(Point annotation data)
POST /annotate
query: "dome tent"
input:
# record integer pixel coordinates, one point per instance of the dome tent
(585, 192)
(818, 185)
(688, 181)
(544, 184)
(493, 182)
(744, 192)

- [AIM]
Copy the material above line for line without changing anything.

- [FINAL RESULT]
POST /annotate
query: "dome tent"
input:
# record integer pixel coordinates, one point per instance of the dome tent
(585, 192)
(818, 185)
(688, 181)
(544, 184)
(493, 182)
(744, 192)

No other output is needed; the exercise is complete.